Provided records:
'''

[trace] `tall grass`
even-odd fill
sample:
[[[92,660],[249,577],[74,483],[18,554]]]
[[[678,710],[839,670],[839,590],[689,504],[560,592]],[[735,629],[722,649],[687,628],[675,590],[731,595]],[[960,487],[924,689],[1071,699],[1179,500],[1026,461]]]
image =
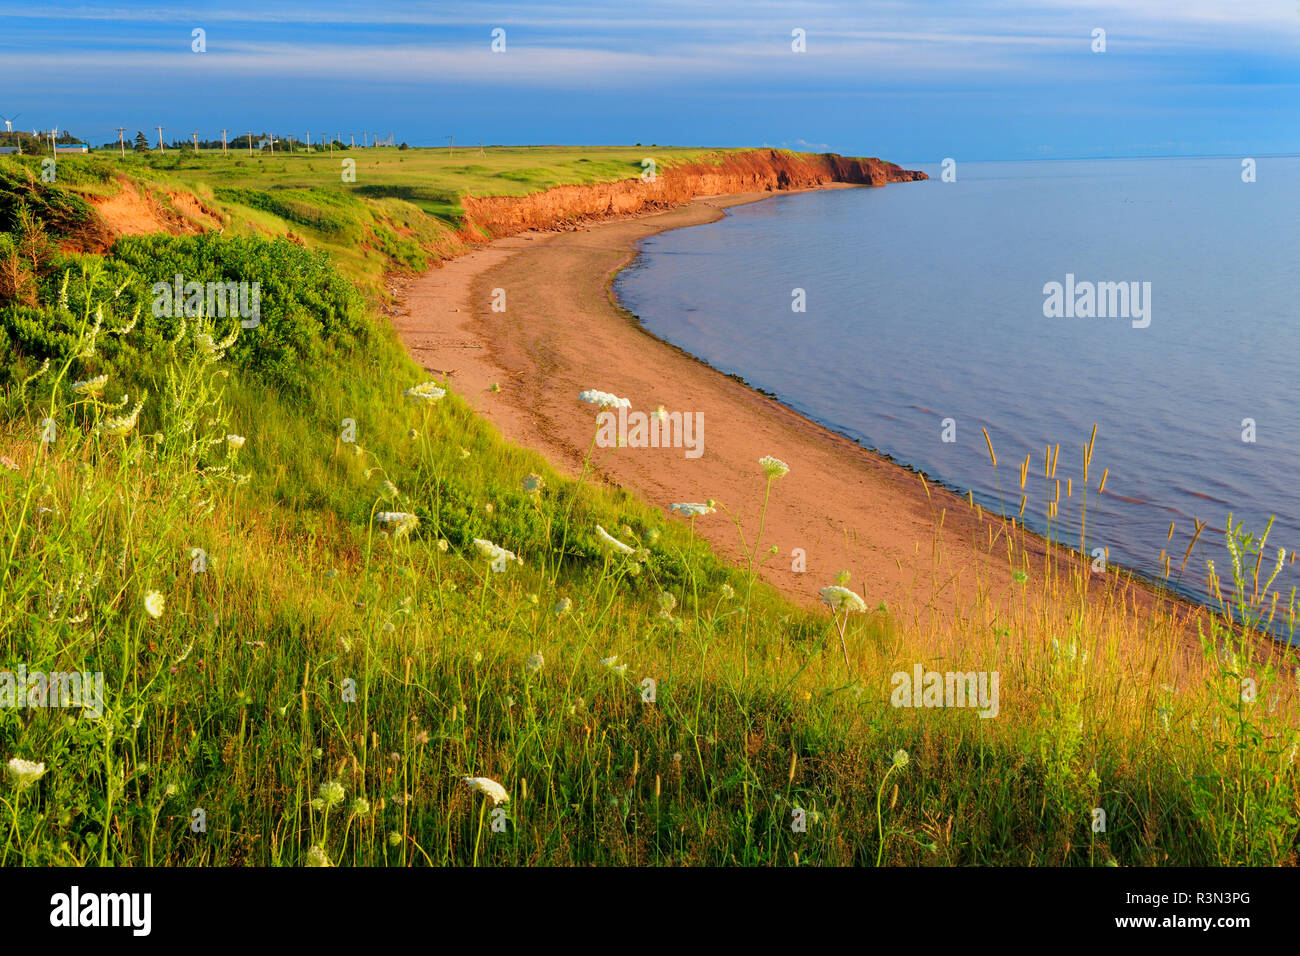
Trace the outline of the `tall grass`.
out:
[[[45,767],[0,788],[0,865],[1295,862],[1266,534],[1230,523],[1200,616],[993,515],[1005,574],[960,613],[818,614],[754,573],[797,472],[727,503],[756,529],[729,568],[695,535],[722,515],[558,474],[453,382],[405,397],[391,333],[321,350],[304,401],[183,321],[145,395],[101,371],[143,327],[69,281],[67,347],[0,408],[0,670],[106,693],[0,708],[0,760]],[[998,716],[892,706],[917,663],[999,672]]]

'''

What you are asked to do: Give back the listing exactly, with the pictures removed.

Solved problem:
[trace] `tall grass`
even-odd fill
sample:
[[[92,660],[249,577],[74,483],[18,554]]]
[[[678,710],[839,670],[839,590],[689,504],[560,592]],[[735,629],[722,649],[687,628],[675,590],[731,595]],[[960,487],[924,689],[1071,699],[1179,500],[1026,461]]]
image =
Trace the outline of the `tall grass`.
out:
[[[45,767],[0,788],[0,865],[1295,862],[1266,534],[1230,523],[1200,616],[993,515],[1005,574],[960,613],[818,614],[754,573],[797,472],[727,503],[756,529],[729,568],[695,535],[722,515],[558,474],[453,382],[405,397],[391,333],[321,350],[304,401],[183,321],[145,395],[101,371],[143,327],[69,281],[67,347],[0,408],[0,670],[106,693],[0,708],[0,760]],[[998,716],[892,706],[917,663],[999,672]]]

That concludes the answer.